== Listed records ==
>> Start
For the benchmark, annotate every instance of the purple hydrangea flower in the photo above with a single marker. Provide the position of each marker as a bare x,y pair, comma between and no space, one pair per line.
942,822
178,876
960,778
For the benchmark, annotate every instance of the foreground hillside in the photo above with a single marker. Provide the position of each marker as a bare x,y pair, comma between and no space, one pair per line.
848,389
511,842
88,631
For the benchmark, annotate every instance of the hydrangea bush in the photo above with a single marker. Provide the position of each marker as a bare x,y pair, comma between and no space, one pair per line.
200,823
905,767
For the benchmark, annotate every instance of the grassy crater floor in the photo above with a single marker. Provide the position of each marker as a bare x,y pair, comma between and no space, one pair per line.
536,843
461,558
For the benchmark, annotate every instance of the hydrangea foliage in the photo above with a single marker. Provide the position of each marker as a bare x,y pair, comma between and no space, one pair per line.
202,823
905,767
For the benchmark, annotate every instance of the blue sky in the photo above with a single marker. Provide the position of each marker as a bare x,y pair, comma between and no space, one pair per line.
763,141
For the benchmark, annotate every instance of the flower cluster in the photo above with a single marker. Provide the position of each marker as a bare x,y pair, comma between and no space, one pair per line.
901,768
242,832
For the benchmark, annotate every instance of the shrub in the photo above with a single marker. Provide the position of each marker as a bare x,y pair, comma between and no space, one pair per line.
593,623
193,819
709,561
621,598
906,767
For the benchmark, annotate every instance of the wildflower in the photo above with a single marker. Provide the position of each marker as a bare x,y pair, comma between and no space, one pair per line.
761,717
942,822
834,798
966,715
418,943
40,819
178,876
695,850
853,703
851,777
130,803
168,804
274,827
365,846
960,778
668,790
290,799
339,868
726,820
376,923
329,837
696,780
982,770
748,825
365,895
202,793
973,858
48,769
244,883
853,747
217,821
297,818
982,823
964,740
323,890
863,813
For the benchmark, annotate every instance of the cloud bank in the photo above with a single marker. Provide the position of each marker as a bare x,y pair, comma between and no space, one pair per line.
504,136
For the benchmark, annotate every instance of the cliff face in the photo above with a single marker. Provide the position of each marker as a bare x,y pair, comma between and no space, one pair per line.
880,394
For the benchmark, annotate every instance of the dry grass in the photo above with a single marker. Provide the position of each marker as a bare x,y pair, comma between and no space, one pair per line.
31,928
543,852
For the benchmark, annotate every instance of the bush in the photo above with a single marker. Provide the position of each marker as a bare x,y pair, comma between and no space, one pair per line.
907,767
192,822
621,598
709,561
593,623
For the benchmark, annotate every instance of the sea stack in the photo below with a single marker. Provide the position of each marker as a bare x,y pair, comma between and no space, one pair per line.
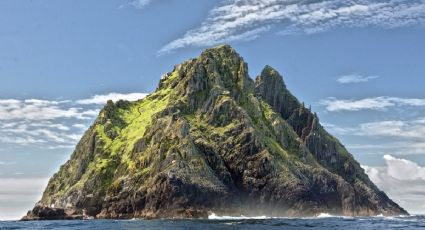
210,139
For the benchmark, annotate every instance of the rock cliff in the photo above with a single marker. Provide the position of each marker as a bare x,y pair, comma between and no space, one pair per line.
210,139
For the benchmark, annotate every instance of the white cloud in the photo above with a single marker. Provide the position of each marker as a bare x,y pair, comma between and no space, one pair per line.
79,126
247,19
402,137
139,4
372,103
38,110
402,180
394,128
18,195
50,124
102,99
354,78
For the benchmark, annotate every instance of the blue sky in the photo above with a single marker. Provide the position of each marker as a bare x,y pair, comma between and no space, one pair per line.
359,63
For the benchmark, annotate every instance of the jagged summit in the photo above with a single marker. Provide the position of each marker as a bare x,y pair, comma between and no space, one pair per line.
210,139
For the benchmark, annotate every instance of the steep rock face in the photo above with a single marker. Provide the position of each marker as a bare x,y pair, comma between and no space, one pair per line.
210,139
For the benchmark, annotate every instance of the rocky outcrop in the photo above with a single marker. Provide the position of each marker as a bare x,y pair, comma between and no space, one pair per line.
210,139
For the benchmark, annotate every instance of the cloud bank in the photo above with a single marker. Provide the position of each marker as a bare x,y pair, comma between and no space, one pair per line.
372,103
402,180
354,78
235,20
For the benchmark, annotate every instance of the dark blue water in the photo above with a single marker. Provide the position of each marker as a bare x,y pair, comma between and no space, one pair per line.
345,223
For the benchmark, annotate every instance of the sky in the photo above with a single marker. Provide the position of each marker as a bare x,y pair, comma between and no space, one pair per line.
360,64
>> End
== Task prompt ==
Copy out all of the material above, swapping every "single marker" for "single dot" and changing nothing else. Leave out the images.

== Task solution ==
For the benchmark, annotate every instance of the purple hydrangea flower in the photo above with a single dot. Provide the position of each marker as a bare x,y pair, comma between and no space, one pair per line.
942,822
178,876
960,778
For the benchmark, annotate every instance of the foreground hillside in the photo above with a single dot. Provide the position of each marker as a bare x,y pair, comma between and no space, one pair per line.
848,389
511,842
88,631
For the benchmark, annotate every instance of the hydrangea bush in the photo above with a single dot. Provide the position of each marker as a bare x,y pair, comma between and no space, one pair per line.
200,823
905,767
For the benchmark, annotate every instance of the grassy crater floor in the photo above with a single dot. Provide the position of each marker as a bare x,y pair, comma between and no space, one pair per line.
536,843
461,558
For the benchmark, annotate every instance of the hydrangea foliage in the photo above with a single dot. Provide the position of each marker as a bare x,y pair, comma between and no space, one pair per line.
202,823
905,767
For the benchmark, annotate every instance of the blue sky in the photo above with a single dot. Provide the position of each marker as a bare x,y pair, comma between and no space, one pair per line.
763,141
For the benchmark, annotate every instance of the flower cluster in the photo above with a single dot. Provide the position of each marker as a bare x,y pair, comma between and no space, one pair per line.
901,768
242,832
For the benchmark, annotate every instance of the shrub in the photo above with a single dot. Provide the position of each marker as a bare x,y pair, comma between and no space, one pair per line.
593,623
193,819
709,561
621,598
906,767
For the benchmark, annotate every instance of the wildflower in the photo above with a single dot. Provide the position of each marker as a bare x,y pair, comma between and no space, one pair per line.
761,717
942,822
834,798
966,715
418,943
40,819
178,876
695,850
853,703
851,777
130,803
168,804
274,827
365,846
960,778
668,790
290,799
339,868
726,820
376,923
329,837
696,780
982,770
748,825
365,895
202,793
973,858
48,769
244,883
853,747
217,821
297,818
982,823
964,740
323,890
863,813
For the benchmark, annotate every instance of the cloud bank in the photo above with a single dot. Provide the position of each marker as a bare x,y pair, comma between and no space, one pair per line.
504,136
For the benchmark, annotate every instance of the cliff face in the photo above with a single dot. Provide the position of each marker as a bare x,y pair, comma between and no space, one pair per line.
880,394
For the benchmark, annotate every instance of the dry grass in the photo above with a single dot. Provide the position of each marker as a bare x,y pair, comma between and no space, one pair per line.
31,928
543,852
For the benchmark, annotate every instance of the bush in the photo above with a single dot. Provide the position of each marker as a bare x,y pair, comma between and no space, one pair per line.
907,767
192,822
621,598
709,561
593,623
For the benchmark, annotate every instance of the sea stack in the photo below with a single dot. Provide the position of each marker as a bare x,y pair, comma between and no space, one pair per line.
210,139
For the benchmark, annotate every instance of the rock cliff in the photo above with a single dot. Provide the position of each marker as a bare x,y pair, comma between and no space, one pair per line.
210,139
For the benchmark, annotate every instance of the white cloud in the photo above with a single dot. Provide the position of each marker as a bare x,y pair, comma between and no space, one pair per line.
79,126
247,19
402,137
139,4
372,103
38,110
402,180
394,128
18,195
50,124
102,99
354,78
For the benchmark, annotate every instance of the blue sky in the photo above with a single dot. Provide the position of each marker as a bare x,y pair, comma between and no space, one pair per line.
359,63
For the benchmark, annotate every instance of the jagged summit in the photo above with a single dot. Provide the position of each marker as a bare x,y pair, comma between and no space, one pair per line.
210,139
For the benchmark, annotate every instance of the steep rock face in the photo above with a single dot. Provide the position of each marker as a bare x,y pair, comma between and no space, one pair per line.
210,139
For the benchmark, annotate every instance of the rocky outcrop in the photo above with a single dot. Provide the position of each marker as a bare x,y pair, comma between and no space, one pair per line.
210,139
For the benchmark, annotate every instance of the cloud bank in the photo above with a single dot. Provide the position of each marker as a bare x,y pair, comma between and no space, one pair per line.
372,103
402,180
354,78
235,20
For the benchmark, annotate every instance of the dark blue water in the photo above with a single dot. Provide the position of each marker as a bare x,y pair, comma between and no space, one pair per line.
345,223
For the benchmark, annotate every instance of the sky in the photo above with a single dot. Provide the position of each marker as a bare x,y pair, comma between and no space, one pair per line.
360,64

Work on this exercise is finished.